Exercices:
(1) Reproduisez fidèlement le passage du texte sur les itinéraires culturels qui commence aux mots « J’ai vraiment découvert » et s'arrête après « en Transylvanie aujourd’hui. ».
(2) Présentez en tableau Markdown, avec les colonnes Numéro et Ligne, les lignes de données allant de celle qui contient « Task: annotate a point on every instance of the washington » jusqu'à la dernière ligne de données incluse. Omettez les lignes vides.

J’ai vraiment découvert ce qu’était un itinéraire culturel le jour où j’ai suivi les chemins parcourus par les ouvrières des Cévennes qui descendaient chaque dimanche soir de leurs villages perchés pour rejoindre l’usine-couvent, la filature de soie où elles travailleraient, mangeraient et dormiraient toute la semaine. Ou encore quand j’ai vu se dessiner en Andorre, le parcours des saisonniers venus d’Ariège, montant après la fonte des neiges fabriquer dans la chaleur et l’humidité de la forge, les lingots de fer qui seraient vendus en Catalogne. Je pourrais y ajouter les descentes et montées des mineurs du Val d’Ordino portant la matière première à forger vers le lieu de transformation, ou encore les traces de ceux qui préparaient le charbon de bois, comme on le fait encore en Transylvanie aujourd’hui.
Mina de Llorts, Val d'Ordino Andorre
Et puis, après la découverte du film de Gilles Perret présenté en avant-première à Strasbourg en présence du cinéaste vendredi dernier et dont j’ai gardé le titre pour cet article, j’ai appris à connaître la route quotidienne parcourue par ces paysans ouvriers du Beaufortain qui, comme Jean Avrillier, travaillaient le jour à l’usine pour mettre en place ce que serait la réserve énergétique de la France, en touchant un « vrai salaire » et repartaient s’occuper de la ferme qu’ils avaient laissée entre les mains de leur femme dans la journée pour continuer à témoigner de la survie d’une économie de montagne qui évite que la forêt ne se referme.
Aujourd’hui encore, il affute la faux avant de faire tomber le foin qui nourrira son troupeau et se réjouit de la comparaison entre le savoir-faire de ceux qui savent préparer une meule de Beaufort et ceux qui coulaient le soutènement d’un barrage « avec la même confiance dans la qualité du résultat ». Quatorze kilomètres en descendant le matin pour l’embauche de six heures et autant en remontant en début d’après-midi, hiver comme été. Je me souviens aussi quand en 1996 j’entendais le départ vers quatre heures du matin en autocar des ouvriers paysans de Botiza dans le Maramures roumain vers Baia Mare, la Grande Mine. Un réponds étrange entre le passé de l’Ouest et le présent de l’Est. Comme si ces activités-là n’étaient plus que du folklore conservé dans la bulle du sous-développement et la parole ouvrière !

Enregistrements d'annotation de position
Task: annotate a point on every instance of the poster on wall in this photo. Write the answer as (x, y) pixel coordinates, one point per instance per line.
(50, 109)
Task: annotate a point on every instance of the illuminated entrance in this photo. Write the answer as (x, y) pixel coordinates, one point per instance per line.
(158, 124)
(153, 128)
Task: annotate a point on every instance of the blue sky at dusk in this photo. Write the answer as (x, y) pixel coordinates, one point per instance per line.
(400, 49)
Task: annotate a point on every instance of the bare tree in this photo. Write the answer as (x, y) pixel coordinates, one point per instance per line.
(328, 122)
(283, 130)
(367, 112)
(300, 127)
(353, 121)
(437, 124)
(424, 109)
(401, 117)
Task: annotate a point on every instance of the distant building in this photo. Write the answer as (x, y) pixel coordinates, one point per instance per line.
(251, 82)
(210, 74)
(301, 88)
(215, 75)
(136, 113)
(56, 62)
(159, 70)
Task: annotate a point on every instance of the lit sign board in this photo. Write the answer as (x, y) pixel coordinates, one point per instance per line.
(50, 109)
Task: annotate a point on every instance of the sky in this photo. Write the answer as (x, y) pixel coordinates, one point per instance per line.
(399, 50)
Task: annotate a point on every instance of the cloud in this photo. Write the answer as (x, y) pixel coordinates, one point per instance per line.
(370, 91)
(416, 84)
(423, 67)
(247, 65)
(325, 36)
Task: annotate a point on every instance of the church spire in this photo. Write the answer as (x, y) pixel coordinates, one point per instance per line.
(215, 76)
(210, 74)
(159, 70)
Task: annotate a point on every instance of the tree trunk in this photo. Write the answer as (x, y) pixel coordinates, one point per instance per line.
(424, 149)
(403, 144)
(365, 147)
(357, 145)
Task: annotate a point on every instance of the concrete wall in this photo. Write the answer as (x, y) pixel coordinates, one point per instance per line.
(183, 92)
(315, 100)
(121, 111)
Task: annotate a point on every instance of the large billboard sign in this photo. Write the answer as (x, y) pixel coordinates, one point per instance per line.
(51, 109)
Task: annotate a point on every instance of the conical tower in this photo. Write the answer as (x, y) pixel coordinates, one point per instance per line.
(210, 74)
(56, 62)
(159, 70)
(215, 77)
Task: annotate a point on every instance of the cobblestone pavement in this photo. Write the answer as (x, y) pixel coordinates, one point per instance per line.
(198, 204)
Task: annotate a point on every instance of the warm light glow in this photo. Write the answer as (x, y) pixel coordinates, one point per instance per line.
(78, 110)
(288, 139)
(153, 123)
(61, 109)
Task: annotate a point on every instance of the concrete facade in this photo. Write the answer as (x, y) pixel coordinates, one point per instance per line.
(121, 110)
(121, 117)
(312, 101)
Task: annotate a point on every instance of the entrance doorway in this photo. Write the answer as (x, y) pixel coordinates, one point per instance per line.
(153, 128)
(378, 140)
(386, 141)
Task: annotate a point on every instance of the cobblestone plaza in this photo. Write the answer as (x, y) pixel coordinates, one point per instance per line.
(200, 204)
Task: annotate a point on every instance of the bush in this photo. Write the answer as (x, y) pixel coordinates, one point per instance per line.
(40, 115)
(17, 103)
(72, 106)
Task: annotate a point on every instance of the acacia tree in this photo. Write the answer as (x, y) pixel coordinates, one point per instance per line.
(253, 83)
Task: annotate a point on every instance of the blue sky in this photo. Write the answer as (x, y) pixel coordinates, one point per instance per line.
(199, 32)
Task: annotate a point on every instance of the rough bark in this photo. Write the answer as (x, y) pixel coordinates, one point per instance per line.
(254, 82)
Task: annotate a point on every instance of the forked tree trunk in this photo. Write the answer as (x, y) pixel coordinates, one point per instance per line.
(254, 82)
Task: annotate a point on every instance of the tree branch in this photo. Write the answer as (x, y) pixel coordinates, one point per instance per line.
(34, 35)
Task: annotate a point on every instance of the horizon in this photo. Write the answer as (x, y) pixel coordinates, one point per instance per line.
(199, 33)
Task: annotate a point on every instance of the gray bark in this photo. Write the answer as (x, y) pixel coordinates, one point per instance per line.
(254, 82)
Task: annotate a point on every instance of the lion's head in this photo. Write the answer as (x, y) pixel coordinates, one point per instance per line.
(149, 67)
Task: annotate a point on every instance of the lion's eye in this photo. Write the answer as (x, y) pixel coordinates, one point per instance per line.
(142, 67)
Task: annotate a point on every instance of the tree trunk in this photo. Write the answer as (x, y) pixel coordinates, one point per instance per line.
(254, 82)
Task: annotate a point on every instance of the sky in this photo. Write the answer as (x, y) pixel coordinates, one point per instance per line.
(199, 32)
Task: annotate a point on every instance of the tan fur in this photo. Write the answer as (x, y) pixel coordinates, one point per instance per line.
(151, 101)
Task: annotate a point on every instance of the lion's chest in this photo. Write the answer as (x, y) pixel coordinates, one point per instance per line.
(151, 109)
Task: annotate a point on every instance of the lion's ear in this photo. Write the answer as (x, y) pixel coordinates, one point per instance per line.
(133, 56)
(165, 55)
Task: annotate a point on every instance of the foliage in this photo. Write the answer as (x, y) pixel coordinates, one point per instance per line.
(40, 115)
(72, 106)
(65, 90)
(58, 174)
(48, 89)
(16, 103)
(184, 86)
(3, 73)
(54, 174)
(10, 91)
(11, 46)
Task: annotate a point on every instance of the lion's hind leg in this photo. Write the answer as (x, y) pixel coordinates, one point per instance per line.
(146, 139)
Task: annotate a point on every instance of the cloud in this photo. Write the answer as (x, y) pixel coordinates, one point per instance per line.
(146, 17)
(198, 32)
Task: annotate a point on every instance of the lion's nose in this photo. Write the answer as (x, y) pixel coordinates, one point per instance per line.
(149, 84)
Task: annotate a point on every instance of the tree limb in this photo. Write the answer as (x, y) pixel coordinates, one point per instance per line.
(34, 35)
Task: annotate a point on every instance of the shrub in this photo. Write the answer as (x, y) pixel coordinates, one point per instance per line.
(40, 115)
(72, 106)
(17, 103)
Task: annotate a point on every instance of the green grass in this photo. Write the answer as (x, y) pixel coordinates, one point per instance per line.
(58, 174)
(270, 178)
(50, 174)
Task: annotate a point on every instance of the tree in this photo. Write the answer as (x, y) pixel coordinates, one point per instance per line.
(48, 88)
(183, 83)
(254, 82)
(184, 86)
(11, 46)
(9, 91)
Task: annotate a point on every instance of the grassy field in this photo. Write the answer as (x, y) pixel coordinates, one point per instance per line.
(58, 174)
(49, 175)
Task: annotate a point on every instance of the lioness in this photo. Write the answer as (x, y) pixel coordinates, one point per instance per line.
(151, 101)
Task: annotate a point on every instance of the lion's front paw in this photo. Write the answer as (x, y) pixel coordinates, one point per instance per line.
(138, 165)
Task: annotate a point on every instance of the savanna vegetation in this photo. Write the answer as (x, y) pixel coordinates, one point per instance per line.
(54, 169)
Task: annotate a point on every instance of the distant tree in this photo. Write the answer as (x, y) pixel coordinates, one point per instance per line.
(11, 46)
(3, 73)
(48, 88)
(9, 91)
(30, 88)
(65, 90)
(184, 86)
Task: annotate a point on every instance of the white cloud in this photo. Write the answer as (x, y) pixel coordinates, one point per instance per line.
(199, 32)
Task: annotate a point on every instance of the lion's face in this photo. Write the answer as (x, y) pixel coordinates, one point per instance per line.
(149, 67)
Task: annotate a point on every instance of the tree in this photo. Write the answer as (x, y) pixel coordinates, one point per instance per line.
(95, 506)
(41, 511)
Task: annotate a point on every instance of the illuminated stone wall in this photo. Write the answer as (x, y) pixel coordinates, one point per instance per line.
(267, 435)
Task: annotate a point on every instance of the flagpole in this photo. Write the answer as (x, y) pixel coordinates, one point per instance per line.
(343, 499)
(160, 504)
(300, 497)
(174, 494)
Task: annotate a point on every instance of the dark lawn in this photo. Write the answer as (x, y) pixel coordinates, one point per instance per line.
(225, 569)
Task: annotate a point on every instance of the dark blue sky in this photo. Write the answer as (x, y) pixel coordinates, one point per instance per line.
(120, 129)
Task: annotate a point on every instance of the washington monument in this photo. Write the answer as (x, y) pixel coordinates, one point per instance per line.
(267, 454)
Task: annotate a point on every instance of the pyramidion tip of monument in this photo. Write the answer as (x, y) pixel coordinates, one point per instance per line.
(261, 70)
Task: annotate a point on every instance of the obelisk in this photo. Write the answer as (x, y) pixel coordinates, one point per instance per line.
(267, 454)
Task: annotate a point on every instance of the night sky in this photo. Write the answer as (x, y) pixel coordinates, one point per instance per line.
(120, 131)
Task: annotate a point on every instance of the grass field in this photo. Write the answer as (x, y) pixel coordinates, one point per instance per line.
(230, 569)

Réponses par exercice:
(1)
J’ai vraiment découvert ce qu’était un itinéraire culturel le jour où j’ai suivi les chemins parcourus par les ouvrières des Cévennes qui descendaient chaque dimanche soir de leurs villages perchés pour rejoindre l’usine-couvent, la filature de soie où elles travailleraient, mangeraient et dormiraient toute la semaine. Ou encore quand j’ai vu se dessiner en Andorre, le parcours des saisonniers venus d’Ariège, montant après la fonte des neiges fabriquer dans la chaleur et l’humidité de la forge, les lingots de fer qui seraient vendus en Catalogne. Je pourrais y ajouter les descentes et montées des mineurs du Val d’Ordino portant la matière première à forger vers le lieu de transformation, ou encore les traces de ceux qui préparaient le charbon de bois, comme on le fait encore en Transylvanie aujourd’hui.

(2)
| Numéro | Ligne |
|---|---|
| 1 | Task: annotate a point on every instance of the washington monument in this photo. Write the answer as (x, y) pixel coordinates, one point per instance per line. |
| 2 | (267, 454) |
| 3 | Task: annotate a point on every instance of the pyramidion tip of monument in this photo. Write the answer as (x, y) pixel coordinates, one point per instance per line. |
| 4 | (261, 70) |
| 5 | Task: annotate a point on every instance of the obelisk in this photo. Write the answer as (x, y) pixel coordinates, one point per instance per line. |
| 6 | (267, 454) |
| 7 | Task: annotate a point on every instance of the night sky in this photo. Write the answer as (x, y) pixel coordinates, one point per instance per line. |
| 8 | (120, 131) |
| 9 | Task: annotate a point on every instance of the grass field in this photo. Write the answer as (x, y) pixel coordinates, one point per instance per line. |
| 10 | (230, 569) |